Short exercise: Copy the rows below from the line with "the dark fin" to the line with "x=144, y=124", replacing "dark fin tip" with "black fin tip" and keeping everything else the same.

Stored rows:
(begin)

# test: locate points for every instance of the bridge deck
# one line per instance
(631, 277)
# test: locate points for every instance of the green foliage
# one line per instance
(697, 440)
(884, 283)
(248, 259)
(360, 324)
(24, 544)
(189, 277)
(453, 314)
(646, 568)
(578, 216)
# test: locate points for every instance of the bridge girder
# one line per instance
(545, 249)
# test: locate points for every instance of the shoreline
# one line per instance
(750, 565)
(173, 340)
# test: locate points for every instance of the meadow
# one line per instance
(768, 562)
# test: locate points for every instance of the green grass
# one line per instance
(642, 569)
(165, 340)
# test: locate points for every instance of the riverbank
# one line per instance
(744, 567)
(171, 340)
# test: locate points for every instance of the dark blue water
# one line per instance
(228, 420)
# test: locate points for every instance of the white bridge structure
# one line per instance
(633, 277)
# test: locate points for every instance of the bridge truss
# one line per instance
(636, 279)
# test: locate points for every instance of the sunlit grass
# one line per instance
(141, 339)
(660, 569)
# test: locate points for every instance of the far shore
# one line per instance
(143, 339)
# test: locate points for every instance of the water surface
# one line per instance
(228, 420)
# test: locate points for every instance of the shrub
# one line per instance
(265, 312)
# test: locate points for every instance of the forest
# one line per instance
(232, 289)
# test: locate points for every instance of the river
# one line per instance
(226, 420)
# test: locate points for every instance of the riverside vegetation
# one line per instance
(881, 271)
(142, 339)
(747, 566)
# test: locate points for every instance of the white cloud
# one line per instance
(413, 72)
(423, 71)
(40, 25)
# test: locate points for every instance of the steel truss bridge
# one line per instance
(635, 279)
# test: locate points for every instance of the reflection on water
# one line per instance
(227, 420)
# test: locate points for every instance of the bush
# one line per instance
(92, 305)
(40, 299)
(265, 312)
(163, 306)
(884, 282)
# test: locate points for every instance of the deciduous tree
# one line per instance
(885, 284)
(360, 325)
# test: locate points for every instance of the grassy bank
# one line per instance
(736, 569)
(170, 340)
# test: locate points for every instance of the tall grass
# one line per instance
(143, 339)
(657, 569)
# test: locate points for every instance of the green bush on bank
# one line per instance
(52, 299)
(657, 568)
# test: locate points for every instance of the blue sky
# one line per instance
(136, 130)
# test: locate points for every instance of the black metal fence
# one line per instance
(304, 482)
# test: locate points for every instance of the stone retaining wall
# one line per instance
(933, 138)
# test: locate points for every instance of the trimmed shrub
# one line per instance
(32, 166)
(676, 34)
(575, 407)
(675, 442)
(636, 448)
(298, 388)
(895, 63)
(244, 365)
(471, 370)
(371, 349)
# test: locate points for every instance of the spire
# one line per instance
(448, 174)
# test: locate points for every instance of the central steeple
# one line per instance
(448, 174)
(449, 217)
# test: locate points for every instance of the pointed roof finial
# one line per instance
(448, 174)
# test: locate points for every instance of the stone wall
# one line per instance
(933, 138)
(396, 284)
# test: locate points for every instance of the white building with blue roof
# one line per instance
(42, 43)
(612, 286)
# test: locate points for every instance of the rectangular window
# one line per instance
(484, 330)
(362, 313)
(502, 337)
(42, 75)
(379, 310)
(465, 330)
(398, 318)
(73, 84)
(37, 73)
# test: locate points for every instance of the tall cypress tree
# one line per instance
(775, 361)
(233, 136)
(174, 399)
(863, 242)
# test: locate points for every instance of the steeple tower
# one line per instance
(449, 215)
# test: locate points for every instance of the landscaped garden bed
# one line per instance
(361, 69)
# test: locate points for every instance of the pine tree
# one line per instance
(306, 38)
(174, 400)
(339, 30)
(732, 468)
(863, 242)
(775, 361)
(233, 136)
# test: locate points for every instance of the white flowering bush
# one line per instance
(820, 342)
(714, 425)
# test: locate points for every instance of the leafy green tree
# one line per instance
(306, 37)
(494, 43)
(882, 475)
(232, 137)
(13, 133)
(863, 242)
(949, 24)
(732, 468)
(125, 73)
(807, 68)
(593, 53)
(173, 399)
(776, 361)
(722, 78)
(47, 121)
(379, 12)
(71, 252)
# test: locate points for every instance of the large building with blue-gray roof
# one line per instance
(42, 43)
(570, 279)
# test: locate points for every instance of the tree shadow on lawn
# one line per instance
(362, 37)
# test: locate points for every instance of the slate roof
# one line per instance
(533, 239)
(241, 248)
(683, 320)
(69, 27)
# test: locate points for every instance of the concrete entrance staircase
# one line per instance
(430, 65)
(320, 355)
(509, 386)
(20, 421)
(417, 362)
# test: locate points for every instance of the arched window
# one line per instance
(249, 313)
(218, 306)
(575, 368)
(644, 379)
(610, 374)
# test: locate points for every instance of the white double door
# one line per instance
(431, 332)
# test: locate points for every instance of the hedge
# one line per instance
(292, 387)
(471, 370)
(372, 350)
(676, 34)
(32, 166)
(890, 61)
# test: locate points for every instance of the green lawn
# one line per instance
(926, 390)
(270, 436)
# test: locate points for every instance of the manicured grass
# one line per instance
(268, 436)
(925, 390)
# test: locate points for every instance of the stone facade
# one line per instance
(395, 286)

(end)
(begin)

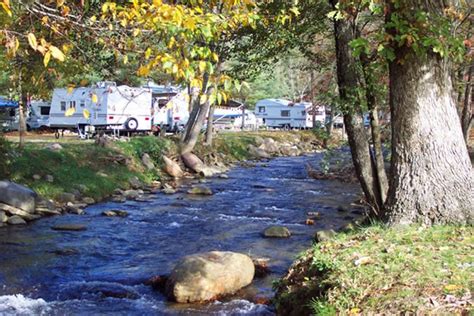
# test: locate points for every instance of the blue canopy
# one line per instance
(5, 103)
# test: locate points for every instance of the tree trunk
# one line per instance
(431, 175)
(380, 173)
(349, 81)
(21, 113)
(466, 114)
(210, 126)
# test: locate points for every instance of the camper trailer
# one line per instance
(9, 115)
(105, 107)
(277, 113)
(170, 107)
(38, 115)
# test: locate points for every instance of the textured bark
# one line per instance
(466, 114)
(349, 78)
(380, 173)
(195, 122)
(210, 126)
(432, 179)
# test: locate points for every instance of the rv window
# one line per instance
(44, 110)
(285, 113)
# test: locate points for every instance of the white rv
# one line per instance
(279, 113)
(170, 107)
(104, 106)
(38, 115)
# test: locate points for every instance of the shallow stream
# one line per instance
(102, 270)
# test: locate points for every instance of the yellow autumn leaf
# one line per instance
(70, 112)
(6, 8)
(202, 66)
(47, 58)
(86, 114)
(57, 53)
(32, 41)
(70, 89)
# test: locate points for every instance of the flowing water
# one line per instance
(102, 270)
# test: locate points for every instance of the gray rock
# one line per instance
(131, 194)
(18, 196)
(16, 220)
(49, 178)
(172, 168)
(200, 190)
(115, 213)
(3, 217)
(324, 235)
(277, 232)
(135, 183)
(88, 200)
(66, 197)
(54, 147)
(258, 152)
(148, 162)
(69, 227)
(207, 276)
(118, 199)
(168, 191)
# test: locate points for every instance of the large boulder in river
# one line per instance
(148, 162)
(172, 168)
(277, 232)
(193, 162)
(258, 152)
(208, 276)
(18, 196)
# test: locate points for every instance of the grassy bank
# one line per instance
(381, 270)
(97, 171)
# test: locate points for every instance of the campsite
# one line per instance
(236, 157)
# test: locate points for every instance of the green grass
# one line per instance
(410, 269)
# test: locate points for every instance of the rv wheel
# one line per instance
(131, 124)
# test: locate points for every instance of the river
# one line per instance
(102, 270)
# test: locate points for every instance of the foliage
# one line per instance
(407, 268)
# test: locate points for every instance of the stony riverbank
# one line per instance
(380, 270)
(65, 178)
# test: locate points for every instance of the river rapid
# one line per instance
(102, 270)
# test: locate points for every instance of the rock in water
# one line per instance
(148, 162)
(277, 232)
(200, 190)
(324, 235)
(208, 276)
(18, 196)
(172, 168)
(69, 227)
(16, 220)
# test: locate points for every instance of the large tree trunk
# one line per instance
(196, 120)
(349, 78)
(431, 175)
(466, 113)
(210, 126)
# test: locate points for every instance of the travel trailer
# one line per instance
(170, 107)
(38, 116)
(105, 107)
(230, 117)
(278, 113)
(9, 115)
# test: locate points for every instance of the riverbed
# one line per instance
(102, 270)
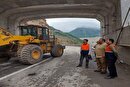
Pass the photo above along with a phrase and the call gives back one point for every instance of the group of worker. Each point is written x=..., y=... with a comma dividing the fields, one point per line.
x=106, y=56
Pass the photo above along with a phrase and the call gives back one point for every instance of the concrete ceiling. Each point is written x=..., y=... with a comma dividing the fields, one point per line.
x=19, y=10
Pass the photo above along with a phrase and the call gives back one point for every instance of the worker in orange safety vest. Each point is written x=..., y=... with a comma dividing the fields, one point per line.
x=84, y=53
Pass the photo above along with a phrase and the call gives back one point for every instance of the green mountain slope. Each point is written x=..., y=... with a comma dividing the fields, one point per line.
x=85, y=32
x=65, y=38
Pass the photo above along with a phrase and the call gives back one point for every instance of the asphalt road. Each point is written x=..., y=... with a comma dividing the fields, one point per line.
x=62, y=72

(end)
(begin)

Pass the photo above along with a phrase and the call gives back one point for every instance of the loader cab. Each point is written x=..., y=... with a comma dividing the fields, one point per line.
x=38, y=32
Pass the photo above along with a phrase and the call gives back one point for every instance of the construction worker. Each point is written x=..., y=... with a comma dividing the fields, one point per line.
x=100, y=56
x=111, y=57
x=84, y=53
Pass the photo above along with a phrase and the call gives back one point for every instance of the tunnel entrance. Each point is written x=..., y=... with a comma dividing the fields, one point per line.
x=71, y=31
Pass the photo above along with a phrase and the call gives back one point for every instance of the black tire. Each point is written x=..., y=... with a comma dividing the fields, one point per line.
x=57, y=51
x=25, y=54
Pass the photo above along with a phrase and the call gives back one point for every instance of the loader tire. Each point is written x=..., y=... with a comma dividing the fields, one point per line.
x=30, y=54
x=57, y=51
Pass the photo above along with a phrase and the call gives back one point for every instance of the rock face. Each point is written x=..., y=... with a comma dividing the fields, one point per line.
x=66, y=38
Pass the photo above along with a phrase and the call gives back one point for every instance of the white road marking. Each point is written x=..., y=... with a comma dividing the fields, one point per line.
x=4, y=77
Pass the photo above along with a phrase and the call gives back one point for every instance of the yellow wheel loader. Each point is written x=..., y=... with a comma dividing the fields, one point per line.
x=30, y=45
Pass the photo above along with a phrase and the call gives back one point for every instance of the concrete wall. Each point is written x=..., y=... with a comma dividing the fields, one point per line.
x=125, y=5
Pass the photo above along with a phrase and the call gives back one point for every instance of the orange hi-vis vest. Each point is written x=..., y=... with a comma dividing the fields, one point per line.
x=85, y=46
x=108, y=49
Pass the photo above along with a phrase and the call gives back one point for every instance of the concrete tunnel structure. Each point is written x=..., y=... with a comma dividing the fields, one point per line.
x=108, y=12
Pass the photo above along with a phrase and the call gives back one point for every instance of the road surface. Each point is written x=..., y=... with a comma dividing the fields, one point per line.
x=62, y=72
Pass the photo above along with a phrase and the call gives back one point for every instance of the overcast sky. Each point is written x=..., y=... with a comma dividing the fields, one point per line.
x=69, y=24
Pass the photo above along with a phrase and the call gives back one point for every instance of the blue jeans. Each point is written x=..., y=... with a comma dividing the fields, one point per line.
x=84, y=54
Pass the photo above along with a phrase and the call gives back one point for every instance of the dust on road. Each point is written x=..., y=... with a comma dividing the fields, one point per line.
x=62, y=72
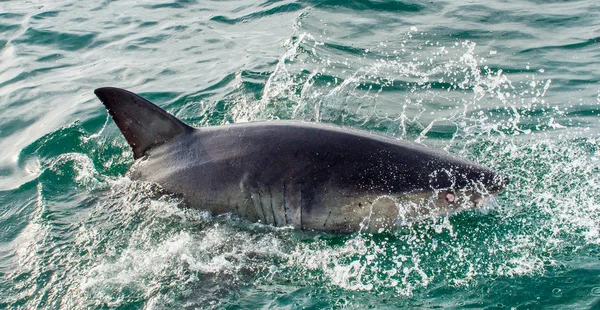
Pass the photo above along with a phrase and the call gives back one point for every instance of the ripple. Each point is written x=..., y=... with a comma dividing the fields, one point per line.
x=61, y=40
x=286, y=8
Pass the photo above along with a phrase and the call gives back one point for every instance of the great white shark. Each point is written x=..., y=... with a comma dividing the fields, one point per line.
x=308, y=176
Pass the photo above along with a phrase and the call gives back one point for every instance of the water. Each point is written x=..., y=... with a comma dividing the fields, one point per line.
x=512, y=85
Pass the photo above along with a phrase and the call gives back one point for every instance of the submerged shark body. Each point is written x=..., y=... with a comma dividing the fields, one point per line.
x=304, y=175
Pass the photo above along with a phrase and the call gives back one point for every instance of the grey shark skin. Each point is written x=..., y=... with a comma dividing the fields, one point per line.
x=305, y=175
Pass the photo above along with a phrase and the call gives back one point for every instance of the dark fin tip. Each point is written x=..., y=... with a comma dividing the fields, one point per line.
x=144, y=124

(end)

The result:
Pass the photo above along with a phrase and the call gives back one point for every instance of the black fin tip. Each point is written x=..., y=... with a comma dividing the fields, one point per line.
x=144, y=124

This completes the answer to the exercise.